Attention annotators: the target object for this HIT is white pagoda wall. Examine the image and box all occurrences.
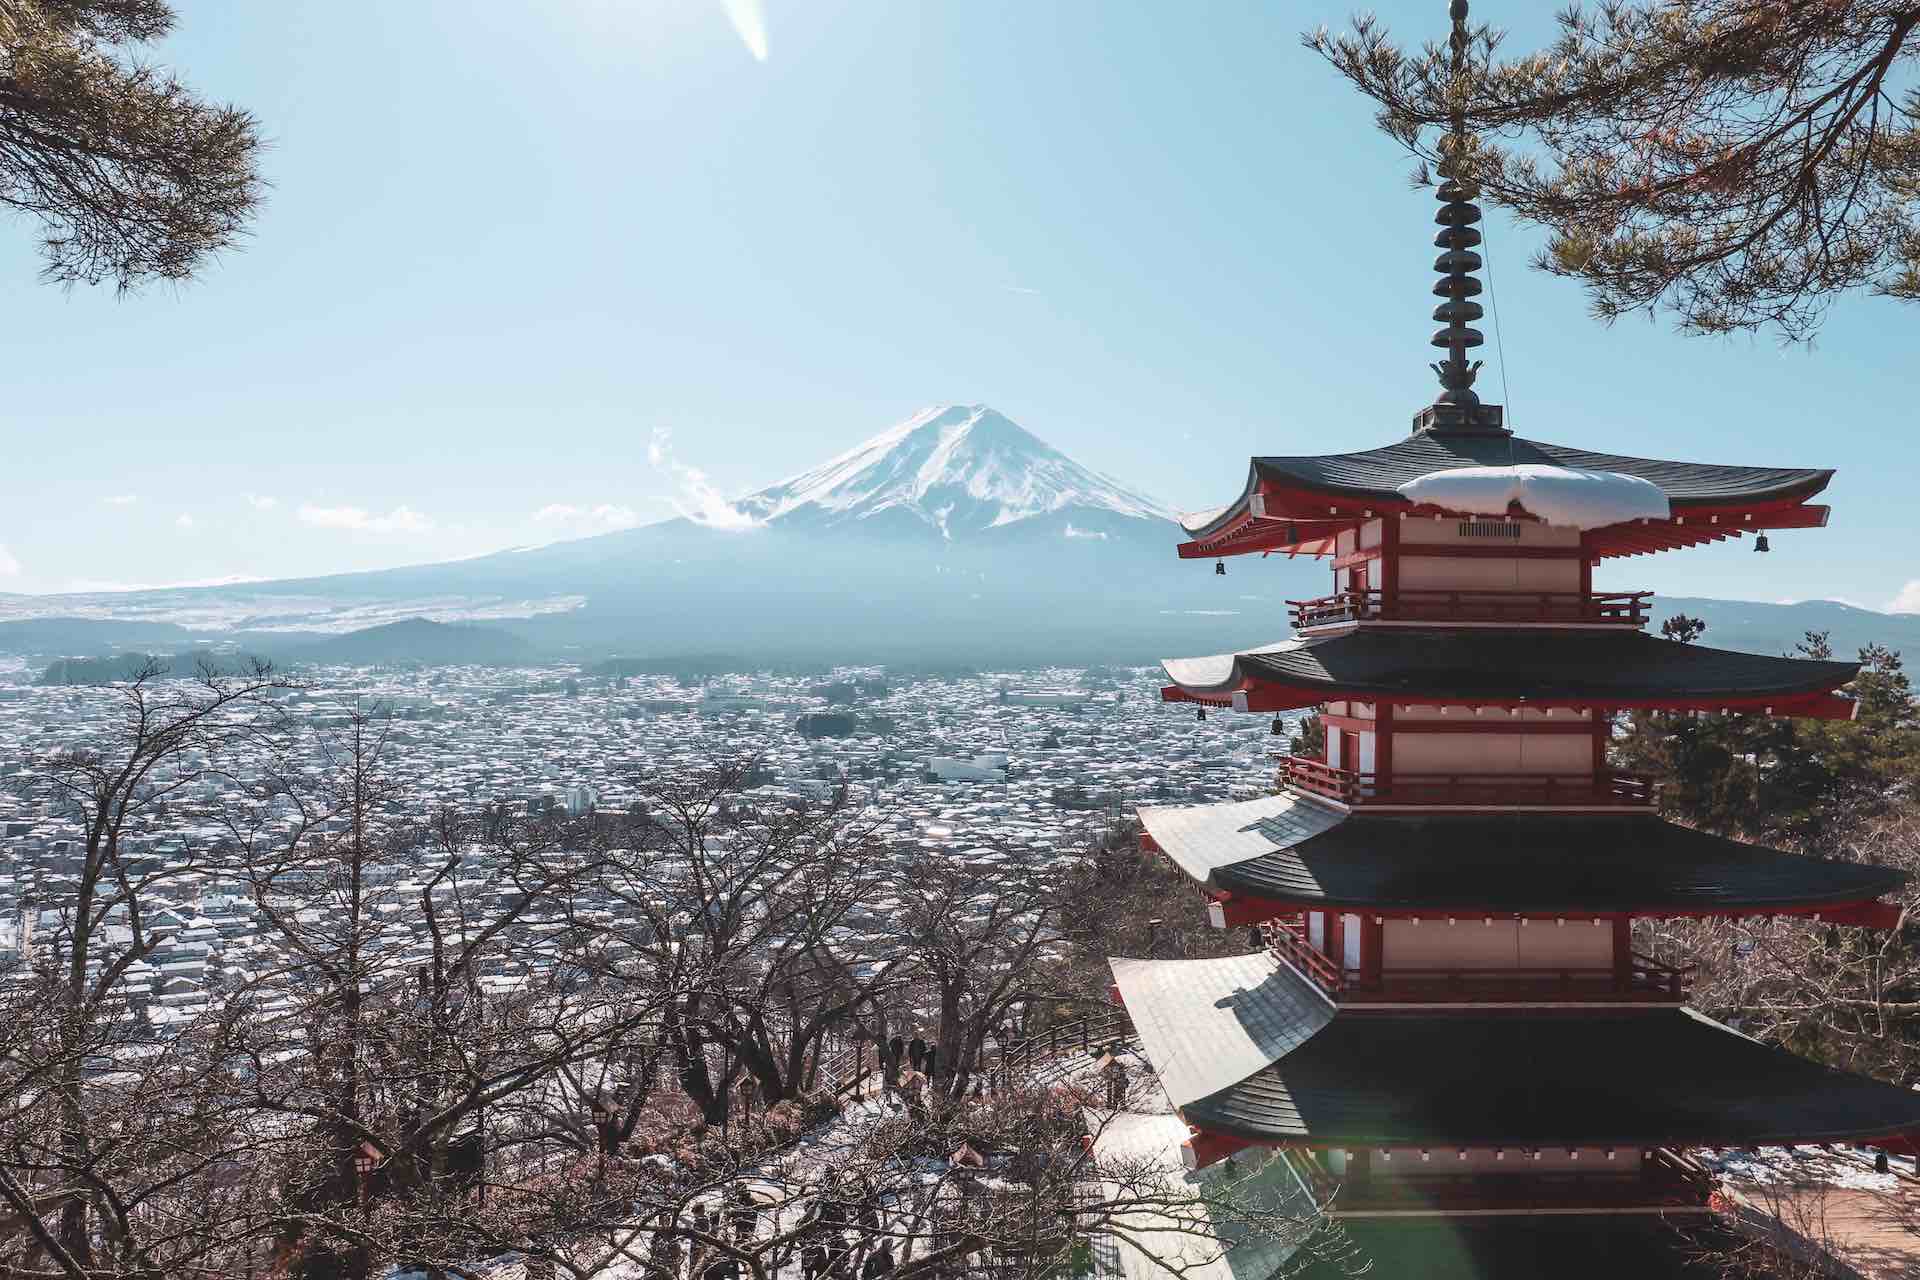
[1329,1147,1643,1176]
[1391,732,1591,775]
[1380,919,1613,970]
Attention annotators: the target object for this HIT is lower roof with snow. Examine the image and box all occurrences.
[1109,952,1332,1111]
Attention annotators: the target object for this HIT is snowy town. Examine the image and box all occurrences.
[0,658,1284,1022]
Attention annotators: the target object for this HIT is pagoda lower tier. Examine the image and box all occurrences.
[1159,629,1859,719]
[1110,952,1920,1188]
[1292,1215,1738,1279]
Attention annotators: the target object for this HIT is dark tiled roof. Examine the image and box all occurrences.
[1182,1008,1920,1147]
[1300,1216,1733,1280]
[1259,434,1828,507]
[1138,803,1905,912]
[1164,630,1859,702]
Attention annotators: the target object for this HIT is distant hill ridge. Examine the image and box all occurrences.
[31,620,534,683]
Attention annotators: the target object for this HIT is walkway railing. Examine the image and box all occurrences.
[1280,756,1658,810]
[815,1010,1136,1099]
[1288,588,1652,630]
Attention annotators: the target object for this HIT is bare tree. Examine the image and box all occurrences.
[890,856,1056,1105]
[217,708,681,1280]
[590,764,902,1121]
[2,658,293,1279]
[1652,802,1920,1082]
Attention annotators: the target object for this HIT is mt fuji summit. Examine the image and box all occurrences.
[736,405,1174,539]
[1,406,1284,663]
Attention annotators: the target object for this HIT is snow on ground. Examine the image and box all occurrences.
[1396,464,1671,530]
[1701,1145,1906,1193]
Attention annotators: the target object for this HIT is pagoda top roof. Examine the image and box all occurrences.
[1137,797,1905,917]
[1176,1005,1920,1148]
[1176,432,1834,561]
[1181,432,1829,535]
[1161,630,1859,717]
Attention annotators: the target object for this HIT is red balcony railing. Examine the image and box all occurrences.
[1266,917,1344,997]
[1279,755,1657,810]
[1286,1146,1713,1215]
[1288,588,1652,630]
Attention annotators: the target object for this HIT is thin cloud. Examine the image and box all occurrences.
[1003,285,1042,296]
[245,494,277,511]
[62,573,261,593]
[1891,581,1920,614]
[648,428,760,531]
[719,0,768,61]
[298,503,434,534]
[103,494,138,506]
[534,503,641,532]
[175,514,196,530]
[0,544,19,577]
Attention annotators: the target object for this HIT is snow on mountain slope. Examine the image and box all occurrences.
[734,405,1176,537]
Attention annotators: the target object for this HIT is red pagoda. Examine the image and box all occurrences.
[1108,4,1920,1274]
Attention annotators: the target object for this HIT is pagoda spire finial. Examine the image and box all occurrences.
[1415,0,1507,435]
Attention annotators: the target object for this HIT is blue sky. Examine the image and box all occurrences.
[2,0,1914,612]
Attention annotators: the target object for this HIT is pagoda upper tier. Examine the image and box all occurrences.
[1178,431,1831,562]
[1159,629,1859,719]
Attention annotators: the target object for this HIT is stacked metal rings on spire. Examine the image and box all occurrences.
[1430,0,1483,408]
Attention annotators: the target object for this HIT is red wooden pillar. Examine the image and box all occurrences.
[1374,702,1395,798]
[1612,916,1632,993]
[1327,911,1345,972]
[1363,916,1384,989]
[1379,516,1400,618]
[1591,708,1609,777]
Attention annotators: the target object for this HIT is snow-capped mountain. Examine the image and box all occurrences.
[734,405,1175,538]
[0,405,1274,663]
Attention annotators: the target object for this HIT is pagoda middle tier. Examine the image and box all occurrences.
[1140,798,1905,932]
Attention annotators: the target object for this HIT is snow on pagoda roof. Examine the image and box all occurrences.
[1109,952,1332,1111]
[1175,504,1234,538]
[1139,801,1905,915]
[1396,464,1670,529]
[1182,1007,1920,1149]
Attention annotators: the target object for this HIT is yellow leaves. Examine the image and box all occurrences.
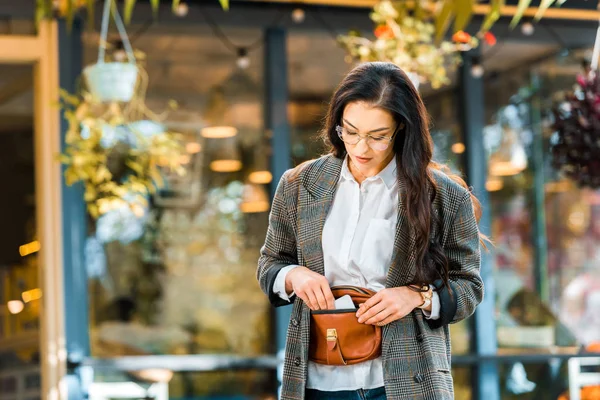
■ ■ ■ ■ ■
--- What you are asked to do ---
The records above are to be duplicated exactly, pictures left out.

--- Answer space ---
Attention annotators: the target object for this HIT is white pagoda wall. Examine the image and box all occurrences.
[1329,1147,1643,1176]
[1391,732,1591,775]
[1380,919,1613,970]
Attention annotators: the target object for this HIT is lower roof with snow. Examine the image and box all occurrences.
[1109,952,1332,1111]
Attention annotators: the target object for this HIT is snowy town. Examine the image and box all occurrences.
[0,658,1284,1022]
Attention annotators: the target object for this HIT is pagoda lower tier. Examine the image and box all occurrences.
[1159,629,1859,719]
[1110,952,1920,1188]
[1292,1215,1738,1279]
Attention annotators: the target object for this HIT is dark tiled roof. Examine the image and box all occurrences.
[1182,1008,1920,1147]
[1300,1216,1733,1280]
[1259,434,1828,507]
[1138,803,1905,912]
[1164,630,1859,702]
Attention annotators: the target object for this HIT is distant hill ridge. Examine the image and box all occurrences.
[31,620,534,683]
Attention annotators: the target object for this HIT is walkway railing. Examine the image and box all occurrences.
[1280,756,1658,810]
[815,1010,1136,1099]
[1288,588,1652,630]
Attention annotators: the target object for this HIT is bare tree. Examine the image and box all occurrences.
[890,856,1056,1105]
[217,708,681,1280]
[590,764,902,1121]
[2,658,293,1279]
[1652,802,1920,1082]
Attention annotators: the target object for this HIT is mt fuji summit. Examine the image and box all occurrences.
[736,405,1174,539]
[1,406,1284,663]
Attention annotators: the target object for this HIT is snow on ground. Examine the image and box all occurrences.
[1396,464,1671,530]
[1701,1145,1906,1193]
Attention annotators: the target object for this HIT is pagoda top roof. Examine the image and box all occurrences.
[1137,797,1905,917]
[1176,1005,1920,1148]
[1176,432,1834,561]
[1181,432,1829,535]
[1161,630,1859,717]
Attention annotators: the target object for this HIT is red balcony railing. Examine the image and box all occurrences.
[1266,917,1344,997]
[1279,755,1657,810]
[1286,1146,1713,1215]
[1288,588,1652,630]
Attention annotators: the target object for this HIT is thin cloud. Examine the image and box all occurrences.
[1003,285,1042,296]
[245,494,277,511]
[62,573,261,593]
[1891,581,1920,614]
[648,428,760,531]
[719,0,768,61]
[298,503,434,534]
[103,494,138,506]
[534,503,641,532]
[175,514,196,530]
[0,544,19,577]
Attention annotators: the target object for this HIT is snow on mountain slope. Examine the image and box all occurrences.
[734,405,1176,537]
Attention annotators: the target object for this HIT is red pagoda. Examine the image and box all occurrences.
[1108,4,1920,1274]
Attention annotators: the target object for this HIT is pagoda spire finial. Examine the image and box all occurrences.
[1415,0,1507,435]
Attention annotators: the target object for this HIT is blue sky. Examine the image and box all occurrences.
[2,0,1914,612]
Attention annotators: the target object for this HIT is pagoda upper tier. Examine the image and box all occurrences.
[1178,431,1831,562]
[1159,629,1859,719]
Attention annotators: the target object for this HIT is stacked metal rings on spire. Examine the image and box all occurrences.
[1430,0,1483,408]
Attention annotators: the target object for this HIT is red wooden pillar. Examine the image and box all occurrences.
[1374,702,1395,798]
[1612,916,1632,993]
[1327,911,1345,972]
[1363,916,1384,989]
[1379,516,1400,618]
[1591,708,1609,777]
Attention annotators: the target object for this HIT is snow-capped mountain. Examine the image and box all occurrences.
[734,405,1175,538]
[0,405,1274,663]
Attention annotators: the target object for this HIT is pagoda middle tier. Examine the image and box all occurrences.
[1140,798,1905,932]
Attention annotators: the target object for this HIT is snow on pagoda roof. Examine the image and box all occurrences.
[1109,952,1332,1111]
[1175,504,1234,538]
[1139,801,1905,915]
[1396,464,1670,529]
[1182,1007,1920,1149]
Attention annotators: the target object for this HIT is yellow leaves. Examine the image and box all occurrences.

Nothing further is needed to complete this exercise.